Work instructions>
Reproduce every one of the following lines verbatim, keeping each character, space, and line break unchanged.

Start of Supplied data

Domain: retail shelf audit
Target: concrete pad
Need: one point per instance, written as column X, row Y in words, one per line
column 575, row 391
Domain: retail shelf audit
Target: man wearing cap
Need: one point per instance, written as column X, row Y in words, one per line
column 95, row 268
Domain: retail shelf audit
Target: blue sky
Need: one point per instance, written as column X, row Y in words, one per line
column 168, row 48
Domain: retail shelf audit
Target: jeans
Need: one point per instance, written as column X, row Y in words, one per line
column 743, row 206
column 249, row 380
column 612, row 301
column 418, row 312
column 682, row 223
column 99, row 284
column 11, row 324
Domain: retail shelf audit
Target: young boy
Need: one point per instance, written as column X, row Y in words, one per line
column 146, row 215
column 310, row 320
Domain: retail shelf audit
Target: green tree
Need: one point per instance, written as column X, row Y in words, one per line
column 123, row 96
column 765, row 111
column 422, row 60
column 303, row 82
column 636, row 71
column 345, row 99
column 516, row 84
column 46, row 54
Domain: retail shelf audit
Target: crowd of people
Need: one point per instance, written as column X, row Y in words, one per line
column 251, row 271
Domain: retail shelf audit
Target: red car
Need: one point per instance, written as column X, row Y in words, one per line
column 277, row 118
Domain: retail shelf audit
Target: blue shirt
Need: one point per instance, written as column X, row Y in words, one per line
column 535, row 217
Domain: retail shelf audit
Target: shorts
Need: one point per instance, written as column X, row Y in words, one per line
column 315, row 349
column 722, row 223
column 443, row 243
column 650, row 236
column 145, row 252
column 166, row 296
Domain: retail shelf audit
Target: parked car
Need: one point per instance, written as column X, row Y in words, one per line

End of Supplied data

Response to this exercise>
Domain: retail shelf audit
Target: concrete pad
Need: one point per instance, written as column X, row Y in words, one per line
column 575, row 391
Domain: retail shelf audit
Target: man wearing cap
Need: one point per instance, written as column X, row Y in words, one per line
column 95, row 268
Domain: retail shelf audit
Target: blue sky
Need: one point per instance, written as column X, row Y in words, one per line
column 168, row 48
Domain: retail shelf audit
Target: jeans
Need: one point per instance, written as column X, row Y in words, one per line
column 743, row 206
column 249, row 380
column 612, row 301
column 418, row 312
column 682, row 223
column 99, row 284
column 11, row 324
Domain: retail shelf audit
Target: young boy
Need: one point per instance, written as column X, row Y in words, one per line
column 146, row 215
column 310, row 320
Domain: retail shelf audit
Target: green tree
Need: one point per instance, written as column X, row Y in words, one per line
column 123, row 96
column 765, row 111
column 422, row 60
column 303, row 82
column 636, row 71
column 345, row 99
column 516, row 84
column 46, row 54
Domain: retail shelf audit
Target: crowd of people
Need: one point per instance, written as column X, row Y in words, one per line
column 251, row 271
Domain: retail shelf audit
Target: red car
Need: one point per instance, written as column X, row Y in words, one per line
column 277, row 118
Domain: retail shelf audit
Target: blue shirt
Need: one point per instance, written as column X, row Y in words, one per line
column 535, row 217
Domain: retail shelf audit
Target: shorts
Need: one point per instance, written as column X, row Y in words, one per line
column 315, row 349
column 722, row 223
column 443, row 243
column 650, row 236
column 145, row 252
column 166, row 296
Domain: retail shelf audit
Target: parked car
Need: one point per instance, written as column X, row Y in words, one per line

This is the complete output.